Problem to solve |
Continue the text on herbicide-tolerant crops and food supply, starting right after its last sentence.
Start of Text under study
Efforts To Increase The Food Supply Through Herbicide Resistant Plants

799 words - 4 pages

The increase of food supply can solve the hunger and poverty problem in certain countries in the world due to food shortage crisis. According to Thayer (1999), there is 71% of the land is planted with herbicide–tolerant plants compared to insecticide–resistant crops. Crops can be genetically modified into herbicide–tolerant crops in order to increase their resistance towards herbicide as well as to prolong their life spans (Uzogara, 2000). Therefore, herbicides can destroy many target weeds which can affect the normal growth of crops effectively but not the crops itselves (Chemical Control, 2012; Thayer, 1999). However, traditional crops will suffer ‘knock–back’ to its growth as herbicide also kills the crops, at the same time affecting crop survival and causing the reduction of food supply (Brookes & Barfoot, 2011). Thus, scientists came out with the idea where herbicide–tolerant crops are created to encounter this problem by preventing the crops from being destroyed by the herbicide. This ensures stable supply of food and increases shelf lives of crops. The examples of genetically modified herbicide–tolerant crops are corn, cotton, soybeans, maize and canola (Brookes & Barfoot, 2006; Brookes & Barfoot, 2011; Uzogara, 2000).
End of Text under study
Start of Supplied material
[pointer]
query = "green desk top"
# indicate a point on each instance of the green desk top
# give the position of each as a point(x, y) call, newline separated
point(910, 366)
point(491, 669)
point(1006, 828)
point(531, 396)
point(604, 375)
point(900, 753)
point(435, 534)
End of Supplied material
Task response |
Herbicide tolerant crops are able to preserve upper layer soil, conserve tillage systems and protect water quality (Brookes & Barfoot, 2011; Thayer, 1999; Uzogara, 2000). Herbicide functions to prevent soil erosion and water loss as it reduces the need for cultivation (Chemical control, 2012). Ploughing activity can be reduced, hence saving labour and fuel costs. Furthermore, genetically modified technology allows farmers to use broad–spectrum herbicides against weeds (Brookes & Barfoot, 2011; Uzogara, 2000). Moreover, Brookes and Barfoot (2011) mentioned that this herbicide–tolerant technology which produces cleaner crops also assists in reducing harvesting time and cost, at the same time increases the harvest quality. This technology is environmental friendly as it promotes reduced– or no–tillage production system which produces less carbon (Brookes & Barfoot, 2006). The conventional tillage which emits global greenhouse gas and involves higher energy consumption can hence be reduced (Brookes & Barfoot, 2006).
In addition, farming of herbicide–tolerant crops can be used as alternative rather than using agro–chemicals. This eventually induces higher productivity and reduction of cost as less agro–chemicals are required. Hence, it increases the profits gained through the farming of herbicide tolerant crops. There are Gross Domestic Product (GDP) and economy...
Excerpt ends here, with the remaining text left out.